WHAT YOU ARE ASKED TO DO
Give the lines from the one containing "Question: For every instance of the tiled" through the one containing "20), (339, 26)]", inclusive, as a Markdown table with the columns Row and Line. Number each line in order and leave out any blank lines.

[Excerpts of pointing data]
########
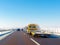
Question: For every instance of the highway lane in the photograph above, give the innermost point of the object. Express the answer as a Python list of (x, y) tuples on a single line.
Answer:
[(22, 38), (46, 41), (17, 38)]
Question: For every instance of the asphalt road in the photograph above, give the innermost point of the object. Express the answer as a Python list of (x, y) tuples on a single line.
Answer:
[(21, 38)]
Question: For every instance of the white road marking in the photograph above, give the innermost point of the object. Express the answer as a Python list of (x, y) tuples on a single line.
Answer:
[(34, 41)]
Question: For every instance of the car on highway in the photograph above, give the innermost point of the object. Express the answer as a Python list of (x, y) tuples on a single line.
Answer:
[(18, 29)]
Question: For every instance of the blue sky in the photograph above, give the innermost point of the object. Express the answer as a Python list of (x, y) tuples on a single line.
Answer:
[(18, 13)]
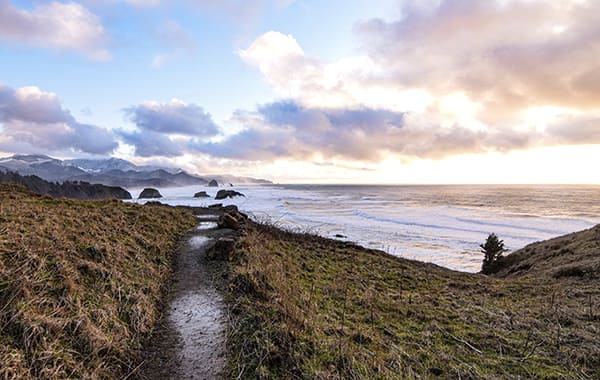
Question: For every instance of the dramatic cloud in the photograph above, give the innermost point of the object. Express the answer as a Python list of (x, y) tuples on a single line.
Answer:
[(150, 144), (31, 119), (62, 26), (174, 117), (164, 129), (467, 77), (507, 55), (289, 130)]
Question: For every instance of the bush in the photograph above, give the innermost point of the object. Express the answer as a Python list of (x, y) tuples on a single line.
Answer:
[(492, 250)]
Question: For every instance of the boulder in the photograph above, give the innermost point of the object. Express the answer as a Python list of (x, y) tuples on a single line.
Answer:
[(222, 194), (221, 250), (149, 193), (228, 221)]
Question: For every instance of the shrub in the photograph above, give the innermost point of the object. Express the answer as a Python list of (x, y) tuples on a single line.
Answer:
[(492, 251)]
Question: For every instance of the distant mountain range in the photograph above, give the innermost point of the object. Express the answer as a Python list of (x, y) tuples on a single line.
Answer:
[(110, 172)]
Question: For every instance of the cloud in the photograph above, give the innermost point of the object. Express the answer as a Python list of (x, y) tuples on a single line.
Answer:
[(165, 129), (288, 130), (467, 77), (150, 144), (508, 55), (174, 117), (31, 119), (55, 25)]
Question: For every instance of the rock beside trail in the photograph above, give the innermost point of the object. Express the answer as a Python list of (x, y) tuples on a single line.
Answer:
[(149, 193), (221, 250), (232, 218), (222, 194)]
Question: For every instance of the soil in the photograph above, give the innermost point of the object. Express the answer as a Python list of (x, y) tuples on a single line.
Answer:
[(190, 340)]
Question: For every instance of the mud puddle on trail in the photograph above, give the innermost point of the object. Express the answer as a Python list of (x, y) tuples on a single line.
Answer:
[(190, 341)]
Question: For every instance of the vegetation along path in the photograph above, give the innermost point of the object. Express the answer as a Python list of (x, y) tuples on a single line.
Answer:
[(190, 342)]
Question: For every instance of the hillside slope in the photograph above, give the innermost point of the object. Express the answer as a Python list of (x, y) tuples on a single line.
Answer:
[(80, 283), (574, 257), (309, 307)]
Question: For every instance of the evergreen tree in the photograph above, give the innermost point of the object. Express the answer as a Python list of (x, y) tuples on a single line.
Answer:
[(492, 250)]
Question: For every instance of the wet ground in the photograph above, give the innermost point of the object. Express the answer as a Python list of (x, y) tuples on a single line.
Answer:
[(190, 340)]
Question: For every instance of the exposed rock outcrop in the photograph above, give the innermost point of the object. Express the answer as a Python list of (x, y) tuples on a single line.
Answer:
[(232, 218), (149, 192), (68, 189), (222, 194)]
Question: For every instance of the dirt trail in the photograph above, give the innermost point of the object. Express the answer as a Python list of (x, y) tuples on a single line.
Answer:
[(190, 342)]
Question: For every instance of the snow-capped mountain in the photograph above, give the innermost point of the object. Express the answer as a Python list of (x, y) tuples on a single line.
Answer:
[(111, 171)]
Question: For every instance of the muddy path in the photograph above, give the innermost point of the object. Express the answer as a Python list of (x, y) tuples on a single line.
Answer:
[(190, 340)]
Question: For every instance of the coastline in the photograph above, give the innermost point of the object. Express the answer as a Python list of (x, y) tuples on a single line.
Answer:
[(299, 305), (304, 306)]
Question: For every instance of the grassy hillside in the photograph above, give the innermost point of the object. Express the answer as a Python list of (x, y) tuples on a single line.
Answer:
[(574, 257), (80, 282), (308, 307)]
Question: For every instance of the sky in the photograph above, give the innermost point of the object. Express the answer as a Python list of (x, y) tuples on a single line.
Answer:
[(309, 91)]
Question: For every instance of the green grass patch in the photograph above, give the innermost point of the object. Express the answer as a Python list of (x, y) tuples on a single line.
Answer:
[(308, 307), (80, 283)]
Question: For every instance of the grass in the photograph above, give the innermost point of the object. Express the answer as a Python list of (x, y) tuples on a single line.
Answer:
[(302, 306), (80, 283)]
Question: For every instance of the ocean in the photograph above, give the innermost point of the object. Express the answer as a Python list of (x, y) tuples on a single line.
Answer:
[(442, 224)]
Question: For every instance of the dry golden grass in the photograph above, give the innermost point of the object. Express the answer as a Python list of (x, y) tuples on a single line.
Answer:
[(308, 307), (80, 283)]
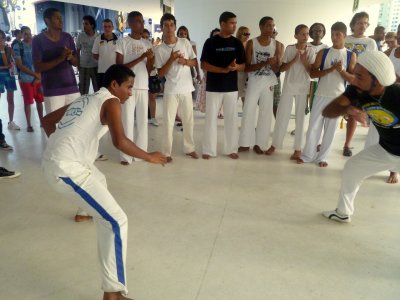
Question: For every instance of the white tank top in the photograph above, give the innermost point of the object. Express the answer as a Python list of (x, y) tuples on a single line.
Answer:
[(395, 61), (332, 84), (265, 75), (76, 139)]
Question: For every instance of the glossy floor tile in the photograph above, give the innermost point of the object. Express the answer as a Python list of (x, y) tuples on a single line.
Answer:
[(201, 230)]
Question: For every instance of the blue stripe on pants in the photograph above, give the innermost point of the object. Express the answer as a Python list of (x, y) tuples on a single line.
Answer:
[(115, 226)]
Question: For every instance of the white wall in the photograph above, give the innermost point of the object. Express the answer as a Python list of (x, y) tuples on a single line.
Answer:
[(201, 16)]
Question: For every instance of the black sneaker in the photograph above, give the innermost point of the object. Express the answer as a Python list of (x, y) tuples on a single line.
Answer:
[(6, 147), (4, 173), (335, 215)]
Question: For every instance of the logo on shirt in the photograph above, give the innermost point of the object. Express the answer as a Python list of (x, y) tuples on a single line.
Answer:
[(357, 48), (262, 57), (382, 117), (225, 49), (74, 111)]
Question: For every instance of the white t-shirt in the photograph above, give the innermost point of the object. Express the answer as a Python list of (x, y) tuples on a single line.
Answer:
[(332, 84), (76, 139), (297, 79), (106, 51), (265, 75), (359, 45), (395, 61), (132, 49), (178, 78), (316, 50)]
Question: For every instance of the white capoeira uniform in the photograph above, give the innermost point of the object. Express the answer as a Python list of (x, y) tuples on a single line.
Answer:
[(137, 104), (330, 86), (259, 92), (177, 95), (68, 166), (296, 86)]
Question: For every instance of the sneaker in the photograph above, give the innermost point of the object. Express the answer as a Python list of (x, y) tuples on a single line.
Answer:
[(6, 147), (4, 173), (101, 157), (13, 126), (153, 122), (335, 215), (347, 151)]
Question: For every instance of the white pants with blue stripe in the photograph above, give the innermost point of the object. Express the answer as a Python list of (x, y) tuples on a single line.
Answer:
[(87, 187)]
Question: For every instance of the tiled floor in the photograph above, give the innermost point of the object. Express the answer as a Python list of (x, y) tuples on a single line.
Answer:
[(248, 229)]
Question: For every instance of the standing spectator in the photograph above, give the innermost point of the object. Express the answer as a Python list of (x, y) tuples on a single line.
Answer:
[(262, 54), (358, 43), (7, 81), (174, 58), (4, 173), (29, 80), (243, 34), (222, 58), (53, 53), (104, 47), (136, 53), (87, 64), (379, 36)]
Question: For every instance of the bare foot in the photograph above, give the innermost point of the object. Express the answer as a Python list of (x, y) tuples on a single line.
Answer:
[(193, 155), (114, 296), (257, 149), (296, 155), (393, 177), (79, 218), (270, 151), (233, 155), (243, 149), (323, 164)]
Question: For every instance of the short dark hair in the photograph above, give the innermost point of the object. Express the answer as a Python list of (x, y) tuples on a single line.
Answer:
[(91, 21), (225, 16), (23, 28), (299, 28), (119, 73), (218, 30), (318, 24), (357, 17), (134, 14), (48, 13), (108, 21), (167, 17), (264, 20), (339, 26)]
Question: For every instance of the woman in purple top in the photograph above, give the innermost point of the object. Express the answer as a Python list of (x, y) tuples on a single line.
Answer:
[(53, 54)]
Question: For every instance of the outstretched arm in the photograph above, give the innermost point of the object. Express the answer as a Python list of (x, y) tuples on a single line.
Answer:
[(111, 116)]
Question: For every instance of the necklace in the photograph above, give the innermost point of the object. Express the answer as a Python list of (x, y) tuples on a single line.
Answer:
[(171, 46)]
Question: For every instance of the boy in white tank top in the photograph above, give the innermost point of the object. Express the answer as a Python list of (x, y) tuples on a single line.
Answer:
[(262, 55), (68, 164), (331, 66), (297, 62)]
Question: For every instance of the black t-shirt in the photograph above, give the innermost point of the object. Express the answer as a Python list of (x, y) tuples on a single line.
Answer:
########
WRITTEN ANSWER
| Row | Line |
|---|---|
| 1 | Question: For every instance of the tiled floor in the photograph above, give the innermost point of the object. Express the answer as a Python list of (x, y) tuples on a single line. |
| 2 | Answer: |
| 3 | [(248, 229)] |
| 4 | Question: For every instance of the standing spectator in the photograph above, give the innermost point of the object. Express the answer as a Python list of (x, y) tuples on a single line. |
| 5 | Answer: |
| 6 | [(262, 54), (358, 43), (7, 81), (174, 58), (4, 173), (29, 80), (243, 34), (222, 58), (53, 53), (104, 47), (136, 53), (87, 64), (379, 36)] |
| 7 | Question: For every instance of the bare foot in the photograph above, give the innermost point of the object. Express the answer as a Python list of (x, y) tuples on a single line. |
| 8 | Answer: |
| 9 | [(193, 155), (114, 296), (257, 149), (296, 155), (393, 177), (79, 218), (270, 151), (233, 155), (243, 149), (323, 164)] |
| 10 | Question: For every instance of the short dark hair in the photograph above, give the innermost point of the object. Express the answer as a Python list of (x, y) tuples on a single line. |
| 11 | Answer: |
| 12 | [(91, 21), (225, 16), (23, 28), (299, 28), (119, 73), (218, 30), (318, 24), (357, 17), (134, 14), (48, 13), (108, 21), (167, 17), (264, 20), (339, 26)] |